| SHORT EXERCISE 1 |
From the account of reconstructing the first SSEM program, reproduce the part that opens with the words containing "Additional notes made" and closes with "this is -b1.".
| SHORT EXERCISE 2 |
Answer these questions using the account of reconstructing the first SSEM program:
(a) What date does the lab notebook entry with the "Amended Version" carry?
(b) On what date did the two men first discuss the reconstruction in detail?
(c) According to Note 4, what is the highest factor of 3141?
| SHORT EXERCISE 3 |
Please write the next part of the account of reconstructing the first SSEM program, starting after its final sentence.

| PAGE EXTRACT |
********

There is no contemporary record of the epoch-making program that started computing as we know it today. This article documents an attempt to discover the precise form of that program. The attempt has almost certainly been successful, but there is still one remaining unanswered question.

Tom Kilburn and I have been trying to reconstruct the original version of the little Highest Factor program (or "Table of Instructions") Tom wrote in 1948, to test the Small-Scale Experimental Machine (SSEM) at Manchester University. This was the first program ever to run on a wholly electronic stored program computer.

Until 1996, all that was extant of this program was the "Amended Version" recorded in my lab notebook, which is dated 18 July 1948. By then I had improved the version that ran on 21 June 1948.

When I looked at this matter in 1975, at Simon Lavington's request, I remembered that to produce the version in my notebook, I had altered the original to prevent the starting value for the trial factor being overwritten. I had also determined that I could save one or more instructions to improve Tom's code.

In 1975, I couldn't remember how, and I wasn't able then to work out how to "disimprove" my version. To preserve the starting trial factor, and to avoid having to input both positive and negative versions of it, I would have added probably four instructions: however, I then cut out two of Tom's instructions, making the surviving documented version just the known nett two instructions longer than the original version.

With a fresh look at all the data, including statements made in the contemporary letter by Williams and Kilburn to Nature, Tom and I now think we've largely solved the problem.

We discussed it in detail on 22 March 1996. I then dug out a (rather poor) photocopy of my 1948 notebook, and rediscovered some notes we made when the SSEM first ran (see next page). I copied them, made some inferences from them, and sent a copy to Tom on 25 March.

Tom and I had further talks on 27 and 29 March, and agreed various points, which I incorporated in a revised document called "Further Analysis and Comments" (which follows).

SSEM Operating Notes

      c(?) 11011 10111 00111

(Note 1)

2???(b)  00100 01000 11

(Note 2)

22 ~?(b) 00111 10111 01111 1-

(Note 3)


20 Answer 11101000001

(Note 4)


Answer 1046   +1   in 1 minute


a = 4537 (= 13 x 349)

Problem


        a= 10011, 10110, 001

4537

line 19 c(a) 11100,01001,11011,11...

      20 b     00011,10110,00100

4536

      22 c(b) 00010,01001,11011,11...

(Note 5)


line 20 Answer -1 should be 348

101110101

(Note 6)

line 24 should be blank

(Note 7)

CR no. should be 17

(Note 8)


Time 2 mins 25 secs


Additional notes made in 1996: these Operating Notes are taken from a photocopy of the 29th page of my 1948 notebook, which was headed "Numbers used in Tom's Routine, 21/6/48". The first three lines are in my handwriting, and most of the rest in Tom's. "?" denotes illegible in the photocopy.

Note 1: c( ) means twos complement; this one is -a = 3141

Note 2: This one is b1, of value a-1 = 3140

Note 3: and this is -b1.

Note 4: This is 1047, ie the highest factor of 3141; I think we worked this out beforehand, so we would know if the answer was right.

********

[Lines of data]
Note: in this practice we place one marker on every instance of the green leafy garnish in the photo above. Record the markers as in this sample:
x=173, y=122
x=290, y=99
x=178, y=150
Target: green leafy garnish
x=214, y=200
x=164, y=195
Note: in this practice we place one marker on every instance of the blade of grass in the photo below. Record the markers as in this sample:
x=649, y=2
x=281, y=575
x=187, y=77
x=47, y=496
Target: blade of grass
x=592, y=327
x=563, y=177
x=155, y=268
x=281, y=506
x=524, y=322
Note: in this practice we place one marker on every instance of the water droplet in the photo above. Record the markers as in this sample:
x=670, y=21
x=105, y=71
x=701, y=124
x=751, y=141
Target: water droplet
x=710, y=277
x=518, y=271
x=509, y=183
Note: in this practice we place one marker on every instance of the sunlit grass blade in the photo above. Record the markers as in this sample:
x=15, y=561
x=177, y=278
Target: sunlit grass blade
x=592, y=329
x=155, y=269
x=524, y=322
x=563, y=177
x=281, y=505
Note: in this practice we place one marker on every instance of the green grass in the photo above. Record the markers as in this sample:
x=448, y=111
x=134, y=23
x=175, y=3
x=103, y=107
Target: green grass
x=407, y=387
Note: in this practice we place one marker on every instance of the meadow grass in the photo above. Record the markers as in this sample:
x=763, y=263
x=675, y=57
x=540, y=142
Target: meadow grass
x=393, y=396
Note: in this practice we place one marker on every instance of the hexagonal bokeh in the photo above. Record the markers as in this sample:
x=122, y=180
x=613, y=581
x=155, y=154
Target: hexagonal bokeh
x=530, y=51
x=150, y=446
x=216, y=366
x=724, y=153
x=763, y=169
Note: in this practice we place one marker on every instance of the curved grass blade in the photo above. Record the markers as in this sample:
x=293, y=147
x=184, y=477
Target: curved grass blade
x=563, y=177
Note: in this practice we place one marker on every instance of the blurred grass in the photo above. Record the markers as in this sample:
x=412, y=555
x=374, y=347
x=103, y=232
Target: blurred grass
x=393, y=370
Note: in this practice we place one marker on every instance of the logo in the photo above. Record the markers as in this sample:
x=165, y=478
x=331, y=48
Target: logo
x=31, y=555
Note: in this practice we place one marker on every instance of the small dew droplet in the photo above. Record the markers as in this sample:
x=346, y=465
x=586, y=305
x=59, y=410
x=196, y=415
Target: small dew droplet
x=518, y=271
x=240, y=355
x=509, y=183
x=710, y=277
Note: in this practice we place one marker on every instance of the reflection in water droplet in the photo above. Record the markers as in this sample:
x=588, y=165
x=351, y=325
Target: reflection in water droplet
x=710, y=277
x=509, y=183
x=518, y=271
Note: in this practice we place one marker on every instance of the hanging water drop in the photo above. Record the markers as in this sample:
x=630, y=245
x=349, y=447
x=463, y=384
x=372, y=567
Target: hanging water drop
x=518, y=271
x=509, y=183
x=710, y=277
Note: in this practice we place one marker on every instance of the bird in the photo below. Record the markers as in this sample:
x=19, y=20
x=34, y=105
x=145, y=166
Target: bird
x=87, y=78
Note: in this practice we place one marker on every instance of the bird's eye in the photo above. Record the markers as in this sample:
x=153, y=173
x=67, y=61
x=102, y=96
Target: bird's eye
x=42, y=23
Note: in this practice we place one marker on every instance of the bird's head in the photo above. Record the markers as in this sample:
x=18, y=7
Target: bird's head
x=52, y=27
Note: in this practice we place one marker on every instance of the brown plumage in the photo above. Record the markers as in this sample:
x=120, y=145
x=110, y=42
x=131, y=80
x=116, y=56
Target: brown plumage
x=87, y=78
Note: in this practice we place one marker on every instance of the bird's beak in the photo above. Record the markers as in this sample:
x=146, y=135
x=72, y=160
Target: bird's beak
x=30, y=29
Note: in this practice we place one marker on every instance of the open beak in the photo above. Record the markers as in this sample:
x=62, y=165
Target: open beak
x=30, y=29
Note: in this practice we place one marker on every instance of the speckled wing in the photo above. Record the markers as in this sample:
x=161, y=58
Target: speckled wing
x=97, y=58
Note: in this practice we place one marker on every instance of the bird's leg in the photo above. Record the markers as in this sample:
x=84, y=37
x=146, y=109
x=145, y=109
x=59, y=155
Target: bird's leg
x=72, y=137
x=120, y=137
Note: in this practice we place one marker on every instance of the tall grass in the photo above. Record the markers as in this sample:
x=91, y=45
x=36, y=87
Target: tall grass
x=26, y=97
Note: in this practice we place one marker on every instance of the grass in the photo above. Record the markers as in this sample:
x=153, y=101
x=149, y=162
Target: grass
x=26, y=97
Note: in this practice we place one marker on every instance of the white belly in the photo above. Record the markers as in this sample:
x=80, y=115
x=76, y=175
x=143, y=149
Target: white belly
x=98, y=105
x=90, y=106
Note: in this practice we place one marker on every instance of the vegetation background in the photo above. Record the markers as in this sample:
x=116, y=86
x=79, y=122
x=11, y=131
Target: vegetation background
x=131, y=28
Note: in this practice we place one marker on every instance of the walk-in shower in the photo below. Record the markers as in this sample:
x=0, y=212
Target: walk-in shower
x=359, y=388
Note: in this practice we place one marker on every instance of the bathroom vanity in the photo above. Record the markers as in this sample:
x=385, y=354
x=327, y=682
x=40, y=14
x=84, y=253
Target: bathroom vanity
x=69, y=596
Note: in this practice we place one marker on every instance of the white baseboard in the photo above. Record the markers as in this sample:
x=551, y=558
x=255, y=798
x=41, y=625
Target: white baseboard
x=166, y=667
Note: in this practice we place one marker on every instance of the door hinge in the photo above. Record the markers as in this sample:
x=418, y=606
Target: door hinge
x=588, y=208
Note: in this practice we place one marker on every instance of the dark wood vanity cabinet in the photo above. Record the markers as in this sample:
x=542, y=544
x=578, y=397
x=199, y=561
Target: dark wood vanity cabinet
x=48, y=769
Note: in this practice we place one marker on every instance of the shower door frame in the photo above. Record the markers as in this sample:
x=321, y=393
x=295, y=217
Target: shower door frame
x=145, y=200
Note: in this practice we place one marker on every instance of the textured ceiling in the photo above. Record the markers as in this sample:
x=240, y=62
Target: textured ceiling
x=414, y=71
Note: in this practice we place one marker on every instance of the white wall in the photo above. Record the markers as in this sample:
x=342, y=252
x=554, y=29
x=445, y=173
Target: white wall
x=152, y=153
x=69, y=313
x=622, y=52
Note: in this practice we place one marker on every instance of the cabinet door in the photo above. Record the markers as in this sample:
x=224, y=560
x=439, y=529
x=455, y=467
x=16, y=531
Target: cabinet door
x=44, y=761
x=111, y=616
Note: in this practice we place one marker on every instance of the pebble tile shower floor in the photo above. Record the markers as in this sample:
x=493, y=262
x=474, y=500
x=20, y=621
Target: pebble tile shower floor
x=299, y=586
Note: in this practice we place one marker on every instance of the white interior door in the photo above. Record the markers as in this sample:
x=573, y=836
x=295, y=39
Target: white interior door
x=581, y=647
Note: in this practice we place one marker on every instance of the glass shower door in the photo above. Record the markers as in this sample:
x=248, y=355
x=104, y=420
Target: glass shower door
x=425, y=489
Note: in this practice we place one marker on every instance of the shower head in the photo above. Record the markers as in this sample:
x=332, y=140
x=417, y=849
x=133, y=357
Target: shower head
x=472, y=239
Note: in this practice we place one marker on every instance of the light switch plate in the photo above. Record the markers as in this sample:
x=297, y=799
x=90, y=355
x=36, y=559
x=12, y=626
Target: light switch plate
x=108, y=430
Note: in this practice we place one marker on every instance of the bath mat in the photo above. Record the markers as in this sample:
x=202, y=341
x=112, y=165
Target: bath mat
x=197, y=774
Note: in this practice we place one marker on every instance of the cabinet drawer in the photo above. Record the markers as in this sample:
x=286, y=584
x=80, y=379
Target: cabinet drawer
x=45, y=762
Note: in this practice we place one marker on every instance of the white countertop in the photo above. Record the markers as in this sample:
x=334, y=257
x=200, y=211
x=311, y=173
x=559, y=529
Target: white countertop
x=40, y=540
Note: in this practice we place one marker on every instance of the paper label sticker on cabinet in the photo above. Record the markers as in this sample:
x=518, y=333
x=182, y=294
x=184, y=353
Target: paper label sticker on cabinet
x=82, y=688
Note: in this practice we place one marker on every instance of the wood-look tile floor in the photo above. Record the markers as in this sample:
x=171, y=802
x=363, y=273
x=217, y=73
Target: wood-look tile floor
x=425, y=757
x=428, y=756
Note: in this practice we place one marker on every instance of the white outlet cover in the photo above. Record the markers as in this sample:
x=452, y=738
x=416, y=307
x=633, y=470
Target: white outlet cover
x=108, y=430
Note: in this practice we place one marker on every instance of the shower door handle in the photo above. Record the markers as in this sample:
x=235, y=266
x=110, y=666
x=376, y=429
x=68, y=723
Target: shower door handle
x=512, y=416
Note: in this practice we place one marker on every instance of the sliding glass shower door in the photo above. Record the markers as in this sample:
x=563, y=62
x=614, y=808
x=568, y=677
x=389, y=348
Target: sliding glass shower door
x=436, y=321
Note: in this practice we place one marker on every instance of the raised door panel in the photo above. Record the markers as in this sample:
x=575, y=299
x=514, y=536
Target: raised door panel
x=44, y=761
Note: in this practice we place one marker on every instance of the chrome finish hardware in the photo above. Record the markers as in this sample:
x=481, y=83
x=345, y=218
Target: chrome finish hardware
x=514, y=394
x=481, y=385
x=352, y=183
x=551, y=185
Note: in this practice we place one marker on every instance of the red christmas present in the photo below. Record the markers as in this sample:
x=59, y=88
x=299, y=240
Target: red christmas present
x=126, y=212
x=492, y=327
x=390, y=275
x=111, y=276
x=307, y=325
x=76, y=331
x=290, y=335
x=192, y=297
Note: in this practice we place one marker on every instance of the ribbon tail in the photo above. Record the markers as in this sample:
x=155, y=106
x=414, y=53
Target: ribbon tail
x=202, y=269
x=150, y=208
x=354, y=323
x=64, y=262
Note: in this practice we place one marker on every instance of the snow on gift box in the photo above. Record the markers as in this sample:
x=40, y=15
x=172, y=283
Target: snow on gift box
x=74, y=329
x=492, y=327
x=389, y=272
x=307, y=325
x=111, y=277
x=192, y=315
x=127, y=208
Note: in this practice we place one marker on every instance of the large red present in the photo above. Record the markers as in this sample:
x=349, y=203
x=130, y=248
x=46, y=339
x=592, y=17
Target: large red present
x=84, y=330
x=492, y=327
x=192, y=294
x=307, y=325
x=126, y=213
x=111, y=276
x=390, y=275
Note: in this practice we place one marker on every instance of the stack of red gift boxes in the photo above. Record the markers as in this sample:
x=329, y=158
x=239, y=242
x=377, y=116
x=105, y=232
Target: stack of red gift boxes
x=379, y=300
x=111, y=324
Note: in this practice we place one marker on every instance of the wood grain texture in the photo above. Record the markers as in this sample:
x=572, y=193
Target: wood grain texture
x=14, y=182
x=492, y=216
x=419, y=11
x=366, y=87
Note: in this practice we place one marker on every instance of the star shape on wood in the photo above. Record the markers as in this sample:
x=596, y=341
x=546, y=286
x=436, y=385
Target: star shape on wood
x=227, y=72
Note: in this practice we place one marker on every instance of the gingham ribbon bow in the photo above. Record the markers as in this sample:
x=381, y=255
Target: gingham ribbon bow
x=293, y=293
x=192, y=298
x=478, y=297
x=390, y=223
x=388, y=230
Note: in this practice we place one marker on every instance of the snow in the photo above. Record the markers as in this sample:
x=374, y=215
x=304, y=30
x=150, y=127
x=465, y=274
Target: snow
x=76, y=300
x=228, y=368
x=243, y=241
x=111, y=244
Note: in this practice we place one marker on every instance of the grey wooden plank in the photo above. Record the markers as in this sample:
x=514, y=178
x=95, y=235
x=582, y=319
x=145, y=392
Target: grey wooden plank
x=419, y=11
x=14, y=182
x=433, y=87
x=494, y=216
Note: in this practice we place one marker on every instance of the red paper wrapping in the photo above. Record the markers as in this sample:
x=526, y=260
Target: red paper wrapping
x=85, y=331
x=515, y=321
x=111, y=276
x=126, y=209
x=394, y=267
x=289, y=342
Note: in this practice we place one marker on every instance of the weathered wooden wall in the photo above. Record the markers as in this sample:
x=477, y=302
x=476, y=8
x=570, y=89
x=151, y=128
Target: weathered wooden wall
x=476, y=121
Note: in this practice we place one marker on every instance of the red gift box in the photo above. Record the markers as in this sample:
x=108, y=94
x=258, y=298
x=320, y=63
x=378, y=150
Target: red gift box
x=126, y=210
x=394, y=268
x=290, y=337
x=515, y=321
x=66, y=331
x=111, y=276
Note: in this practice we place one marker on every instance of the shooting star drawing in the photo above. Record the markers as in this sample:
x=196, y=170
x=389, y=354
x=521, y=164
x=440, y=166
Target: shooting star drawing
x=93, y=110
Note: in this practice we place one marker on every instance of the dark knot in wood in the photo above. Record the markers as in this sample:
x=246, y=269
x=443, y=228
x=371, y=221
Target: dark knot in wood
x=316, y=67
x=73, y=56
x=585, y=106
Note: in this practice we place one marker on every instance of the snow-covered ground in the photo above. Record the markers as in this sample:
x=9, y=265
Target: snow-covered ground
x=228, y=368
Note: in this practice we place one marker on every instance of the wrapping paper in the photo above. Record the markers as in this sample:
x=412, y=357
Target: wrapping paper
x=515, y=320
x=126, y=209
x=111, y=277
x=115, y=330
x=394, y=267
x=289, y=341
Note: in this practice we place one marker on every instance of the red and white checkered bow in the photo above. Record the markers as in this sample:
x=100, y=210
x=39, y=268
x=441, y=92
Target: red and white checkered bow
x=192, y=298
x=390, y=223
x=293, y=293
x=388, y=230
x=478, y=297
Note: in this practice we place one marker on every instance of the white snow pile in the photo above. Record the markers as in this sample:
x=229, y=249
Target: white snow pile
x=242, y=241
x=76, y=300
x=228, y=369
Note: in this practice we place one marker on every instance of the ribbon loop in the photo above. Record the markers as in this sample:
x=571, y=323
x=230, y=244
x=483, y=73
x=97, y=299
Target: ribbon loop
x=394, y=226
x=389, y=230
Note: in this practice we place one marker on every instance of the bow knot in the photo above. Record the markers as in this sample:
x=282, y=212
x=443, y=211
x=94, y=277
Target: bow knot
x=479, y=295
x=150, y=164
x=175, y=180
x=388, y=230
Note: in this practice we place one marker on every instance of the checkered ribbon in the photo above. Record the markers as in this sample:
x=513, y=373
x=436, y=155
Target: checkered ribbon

********

| TASK ANSWER 1 |
Additional notes made in 1996: these Operating Notes are taken from a photocopy of the 29th page of my 1948 notebook, which was headed "Numbers used in Tom's Routine, 21/6/48". The first three lines are in my handwriting, and most of the rest in Tom's. "?" denotes illegible in the photocopy.

Note 1: c( ) means twos complement; this one is -a = 3141

Note 2: This one is b1, of value a-1 = 3140

Note 3: and this is -b1.

| TASK ANSWER 2 |
(a) 18 July 1948
(b) 22 March 1996
(c) 1047

| TASK ANSWER 3 |
Note 5: I infer we had to load b in 20, and -b in 22.

Note 6: Tom bracketed this line with the next two and awarded them a tick to indicate that the machine had got the right answer.

Note 7: So line 24 held the remainder.

Note 8: So the "Stop" instruction was in line 17

Tom, meanwhile, dictated his further thoughts onto a cassette tape on 29 March (this has now been transcribed under the name "The First Program"). He sent copies of the tape to Chris Burton and myself, accompanied by a manuscript dated 29 March and starting "The most likely first program is...". The program Tom had worked out is exactly the same as the one I had worked out independently, which I sent to him on 31 March. The two documents crossed in the post.

What follows is my attempt at an exhaustive version of the analysis of the available data and synthesis of the original "Table of Instructions".

Further Analysis and Comments

The "Amended Version" dated 18 July 1948 in my notebook consists of:
Initialisation (lines 1-4)
Trial subtraction, Test sign of difference and Jump back (lines 6-8)
Form remainder r n, Test it and Stop if Zero (lines 9-13)
Form new divisor b(n+1), Jump back, Load a (lines 14-19 and 5)
Fixed data (lines 20-24)
Variable data (lines 25-27)

I don't think we invented initialisation until a week or so after 21 June - the lavish idea of having instructions that would only be obeyed once seemed inefficient to me - but all the other elements must have been present in the Original Version.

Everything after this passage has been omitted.